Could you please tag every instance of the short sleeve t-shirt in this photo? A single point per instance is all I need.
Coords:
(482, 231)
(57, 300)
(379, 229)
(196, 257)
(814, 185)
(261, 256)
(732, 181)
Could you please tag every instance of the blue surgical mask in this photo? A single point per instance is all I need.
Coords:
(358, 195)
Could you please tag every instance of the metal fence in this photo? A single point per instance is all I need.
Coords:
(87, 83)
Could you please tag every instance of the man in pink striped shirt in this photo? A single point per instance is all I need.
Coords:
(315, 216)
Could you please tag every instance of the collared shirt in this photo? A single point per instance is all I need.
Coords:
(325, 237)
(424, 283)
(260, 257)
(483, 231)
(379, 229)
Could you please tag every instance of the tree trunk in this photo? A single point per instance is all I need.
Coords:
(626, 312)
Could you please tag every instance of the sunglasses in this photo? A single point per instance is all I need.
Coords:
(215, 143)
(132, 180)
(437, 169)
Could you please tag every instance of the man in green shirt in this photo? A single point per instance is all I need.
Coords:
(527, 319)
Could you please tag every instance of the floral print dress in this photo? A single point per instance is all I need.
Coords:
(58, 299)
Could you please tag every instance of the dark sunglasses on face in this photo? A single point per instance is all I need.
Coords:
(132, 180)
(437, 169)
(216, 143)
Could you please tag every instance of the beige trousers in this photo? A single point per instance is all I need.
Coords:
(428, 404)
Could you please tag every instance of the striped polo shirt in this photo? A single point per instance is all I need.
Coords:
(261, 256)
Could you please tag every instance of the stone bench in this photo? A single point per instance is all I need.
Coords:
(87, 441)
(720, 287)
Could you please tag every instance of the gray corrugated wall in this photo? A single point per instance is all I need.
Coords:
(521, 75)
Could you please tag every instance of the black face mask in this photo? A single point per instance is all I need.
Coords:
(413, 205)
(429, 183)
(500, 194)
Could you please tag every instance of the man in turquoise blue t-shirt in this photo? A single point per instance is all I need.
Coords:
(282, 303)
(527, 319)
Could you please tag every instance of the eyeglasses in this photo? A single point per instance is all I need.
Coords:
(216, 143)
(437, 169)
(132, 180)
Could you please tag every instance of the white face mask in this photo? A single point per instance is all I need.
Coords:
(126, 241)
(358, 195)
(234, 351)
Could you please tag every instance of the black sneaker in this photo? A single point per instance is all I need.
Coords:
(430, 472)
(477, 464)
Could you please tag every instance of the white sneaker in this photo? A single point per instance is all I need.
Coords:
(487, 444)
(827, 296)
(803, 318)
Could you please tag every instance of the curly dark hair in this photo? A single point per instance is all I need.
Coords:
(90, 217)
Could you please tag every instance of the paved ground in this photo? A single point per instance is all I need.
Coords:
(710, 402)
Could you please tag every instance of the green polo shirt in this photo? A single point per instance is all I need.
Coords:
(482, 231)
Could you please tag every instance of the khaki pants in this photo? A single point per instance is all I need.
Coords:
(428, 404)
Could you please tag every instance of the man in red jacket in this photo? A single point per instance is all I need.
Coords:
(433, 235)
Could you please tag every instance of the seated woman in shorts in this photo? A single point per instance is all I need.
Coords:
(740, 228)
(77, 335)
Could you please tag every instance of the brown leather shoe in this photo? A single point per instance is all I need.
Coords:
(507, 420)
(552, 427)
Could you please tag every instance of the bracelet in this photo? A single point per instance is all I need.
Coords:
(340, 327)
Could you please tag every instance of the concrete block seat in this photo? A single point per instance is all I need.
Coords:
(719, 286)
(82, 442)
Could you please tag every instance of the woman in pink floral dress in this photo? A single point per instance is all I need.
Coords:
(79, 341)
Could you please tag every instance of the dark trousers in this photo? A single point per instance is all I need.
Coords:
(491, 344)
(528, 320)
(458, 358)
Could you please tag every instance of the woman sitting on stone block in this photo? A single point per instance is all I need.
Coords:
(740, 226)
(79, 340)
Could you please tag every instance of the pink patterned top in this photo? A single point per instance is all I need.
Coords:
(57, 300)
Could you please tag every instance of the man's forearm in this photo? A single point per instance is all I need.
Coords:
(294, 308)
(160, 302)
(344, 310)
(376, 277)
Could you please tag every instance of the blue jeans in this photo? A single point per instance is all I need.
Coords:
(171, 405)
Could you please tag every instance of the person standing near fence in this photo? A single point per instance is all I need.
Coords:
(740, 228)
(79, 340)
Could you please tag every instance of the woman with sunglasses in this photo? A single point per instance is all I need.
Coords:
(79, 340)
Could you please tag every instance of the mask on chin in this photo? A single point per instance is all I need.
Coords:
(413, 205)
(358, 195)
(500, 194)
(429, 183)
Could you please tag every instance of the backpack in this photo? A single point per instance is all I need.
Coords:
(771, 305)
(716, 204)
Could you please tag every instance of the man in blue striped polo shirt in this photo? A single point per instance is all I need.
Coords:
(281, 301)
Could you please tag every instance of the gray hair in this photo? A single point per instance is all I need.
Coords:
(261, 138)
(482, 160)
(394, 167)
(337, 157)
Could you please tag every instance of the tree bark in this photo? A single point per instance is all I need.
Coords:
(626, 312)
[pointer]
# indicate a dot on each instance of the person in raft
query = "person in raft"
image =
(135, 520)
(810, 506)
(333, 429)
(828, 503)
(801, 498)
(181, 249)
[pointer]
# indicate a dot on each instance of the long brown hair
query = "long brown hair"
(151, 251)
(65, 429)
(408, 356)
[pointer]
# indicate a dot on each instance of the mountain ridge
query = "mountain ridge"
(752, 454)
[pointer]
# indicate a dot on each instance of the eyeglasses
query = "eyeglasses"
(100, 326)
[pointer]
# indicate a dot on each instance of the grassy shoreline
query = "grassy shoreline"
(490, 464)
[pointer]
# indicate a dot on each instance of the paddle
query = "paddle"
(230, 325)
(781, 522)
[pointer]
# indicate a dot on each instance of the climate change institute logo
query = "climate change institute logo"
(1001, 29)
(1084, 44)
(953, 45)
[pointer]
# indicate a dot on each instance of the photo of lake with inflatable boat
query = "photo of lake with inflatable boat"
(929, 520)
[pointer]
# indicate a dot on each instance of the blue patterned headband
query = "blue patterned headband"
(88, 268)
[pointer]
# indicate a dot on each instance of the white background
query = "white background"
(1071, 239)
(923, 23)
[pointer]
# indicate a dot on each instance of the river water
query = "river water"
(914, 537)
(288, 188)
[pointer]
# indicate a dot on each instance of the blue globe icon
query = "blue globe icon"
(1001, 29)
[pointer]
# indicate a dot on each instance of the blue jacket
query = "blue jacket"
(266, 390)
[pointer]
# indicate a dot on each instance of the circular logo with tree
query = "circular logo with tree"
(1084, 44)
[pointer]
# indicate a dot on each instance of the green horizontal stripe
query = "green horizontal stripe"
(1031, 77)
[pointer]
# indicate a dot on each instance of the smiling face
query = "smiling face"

Directions:
Could you repeat every record word for word?

Exercise output:
Could you please tag every instance of the short sleeve t-shirt in this photo? A single point per instance is all I need.
Coords:
(482, 231)
(57, 300)
(379, 229)
(196, 257)
(814, 185)
(261, 256)
(732, 181)
Could you please tag every instance of the blue surgical mask in this photo? A single point per instance is all I need.
Coords:
(358, 195)
Could you please tag every instance of the metal fence in this photo? A single point per instance is all I need.
Coords:
(87, 83)
Could you please tag every instance of the man in pink striped shirt in this photo? A single point per instance is all I need.
Coords:
(315, 216)
Could you please tag every instance of the collared shirt in this photo? A single point per instance is all I need.
Coords:
(325, 237)
(424, 283)
(260, 257)
(483, 231)
(379, 229)
Could you please tag every instance of the tree trunk in this photo? A single point per instance is all I need.
Coords:
(626, 312)
Could you please tag every instance of the sunglasses in this photo? A single point per instance is all I need.
Coords:
(215, 143)
(132, 180)
(437, 169)
Could you please tag every instance of the man in green shirt in this photo? A single point per instance is all I need.
Coords:
(527, 319)
Could you please tag every instance of the floral print dress in this photo? A single point per instance is all I need.
Coords:
(58, 299)
Could you please tag every instance of the dark sunglasses on face in this photo? A single point per instance is all I need.
Coords:
(132, 180)
(437, 169)
(216, 143)
Could you please tag every instance of the beige trousers in this photo? A single point per instance is all I need.
Coords:
(428, 404)
Could you please tag every instance of the striped polo shirt in this photo? A single point per instance is all I need.
Coords:
(261, 256)
Could you please tag every instance of the stone bench in this photo? A single point per instance is all I need.
Coords:
(87, 441)
(720, 287)
Could you please tag every instance of the gray corrugated wall in this photo? A single point per instance is all I need.
Coords:
(521, 75)
Could you please tag every instance of the black face mask in this photo? A single point per instance is all I need.
Coords:
(413, 205)
(429, 183)
(500, 194)
Could you please tag every instance of the man in turquoise blue t-shirt in this photo? A single point per instance is all I need.
Coords:
(282, 303)
(527, 319)
Could you please tag every instance of the eyeglasses in this photo? A single point per instance is all I need.
Coords:
(216, 143)
(437, 169)
(132, 180)
Could you please tag every instance of the white face mask in this photo? A single point per instance is all I need.
Coords:
(126, 241)
(358, 195)
(234, 351)
Could you please tag every instance of the black sneaker in this photo? A single point per instance is all I need.
Coords:
(430, 472)
(477, 464)
Could you please tag every instance of the white sneaker in this photo? A single point per instance is all I need.
Coords:
(487, 444)
(827, 296)
(803, 318)
Could you please tag every instance of the curly dark hair in this photo? A single point per instance is all I need.
Coords:
(90, 217)
Could you please tag every instance of the paved ground in this photo? A single point per instance is all I need.
Coords:
(710, 402)
Could you please tag every instance of the green polo shirt in this photo? A single point per instance is all I need.
Coords:
(482, 231)
Could you please tag every instance of the khaki pants in this photo? A single point per instance is all I need.
Coords:
(428, 404)
Could you please tag every instance of the man in red jacket in this photo? A single point per instance is all I need.
Coords:
(433, 235)
Could you please tag every instance of the seated woman in shorts in this photo? A single point per instance is all I need.
Coords:
(740, 228)
(77, 335)
Could you please tag every instance of the brown leather shoe in this photo? A single point per instance is all I need.
Coords:
(507, 420)
(552, 427)
Could you please tag every instance of the bracelet in this photo? A single point per instance is all I need.
Coords:
(340, 327)
Could you please tag every instance of the concrete block seat in this photo? A single point per instance is all I need.
Coords:
(719, 286)
(82, 442)
Could you please tag every instance of the woman in pink floral dress in this photo? A single point per instance is all I need.
Coords:
(79, 341)
Could you please tag every instance of the dark trousers in this photo? A single point per instance is all I need.
Coords:
(491, 344)
(528, 320)
(458, 358)
Could you please tag every instance of the woman sitting on stone block in this photo? A single point per instance is all I need.
Coords:
(740, 226)
(79, 340)
Could you please tag every instance of the pink patterned top in this photo? A single point per instance is all I need.
Coords:
(57, 300)
Could you please tag every instance of the man's forearm in this photo? A single point per instance is all I need.
Coords:
(294, 308)
(160, 302)
(344, 310)
(376, 277)
Could you please tag every instance of the blue jeans in this photo? A single point per instance is all I need.
Coords:
(171, 405)
Could you please tag every instance of the person standing near fence in this photo? A single point per instance is all I need.
Coords:
(740, 228)
(79, 340)
Could you please tag every instance of the woman with sunglasses in this photo? A single point per instance is all I need.
Coords:
(79, 340)
Could you please tag every instance of the mask on chin in this photo? A single point per instance is all I need.
Coords:
(413, 205)
(358, 195)
(500, 194)
(429, 183)
Could you please tag every instance of the backpack in this photo? A single point per instance is all I need.
Coords:
(771, 305)
(716, 204)
Could you please tag every instance of the man in blue striped polo shirt in this photo? A single point per instance is all I need.
Coords:
(281, 301)
Could you please tag every instance of the gray hair in this photo? A single point per instance is all I need.
Coords:
(261, 138)
(482, 160)
(394, 167)
(337, 157)
Could you please tag every instance of the tree bark in this photo? A single point per instance is all I need.
Coords:
(626, 312)
[pointer]
# indicate a dot on each instance of the person in raft
query = "person in raft"
image =
(135, 520)
(810, 506)
(333, 429)
(828, 503)
(801, 498)
(181, 249)
[pointer]
# indicate a dot on each instance of the long brown hair
query = "long brown hair"
(151, 251)
(65, 429)
(408, 356)
[pointer]
# indicate a dot on each instance of the mountain ridge
query = "mountain ridge"
(752, 454)
[pointer]
# indicate a dot on each instance of the eyeglasses
query = "eyeglasses"
(100, 326)
[pointer]
# indicate a dot on each instance of the grassy shoreline
query = "grassy shoreline"
(490, 464)
[pointer]
# indicate a dot on each instance of the paddle
query = "paddle"
(230, 325)
(781, 522)
[pointer]
# indicate a dot on each instance of the climate change institute logo
query = "climate change institute logo"
(1001, 29)
(1084, 44)
(953, 45)
[pointer]
# indicate a dot on each instance of the photo of lake with inflatable boat
query = "photo of lake with inflatable boat"
(929, 520)
[pointer]
# indicate a dot on each instance of the blue patterned headband
query = "blue patterned headband"
(88, 268)
[pointer]
# indicate a dot on each instance of the white background
query = "white background"
(1071, 239)
(923, 23)
[pointer]
# indicate a dot on each instance of the river water
query = "river water"
(914, 537)
(288, 188)
[pointer]
# indicate a dot on each instance of the blue globe icon
query = "blue globe icon"
(1001, 29)
[pointer]
# indicate a dot on each instance of the blue jacket
query = "blue jacket"
(266, 390)
[pointer]
# indicate a dot on each instance of the circular logo with tree
query = "circular logo with tree"
(1084, 44)
[pointer]
# indicate a dot on each instance of the green horizontal stripe
query = "green horizontal stripe"
(1031, 77)
[pointer]
# indicate a dot on each instance of the smiling face
query = "smiling face"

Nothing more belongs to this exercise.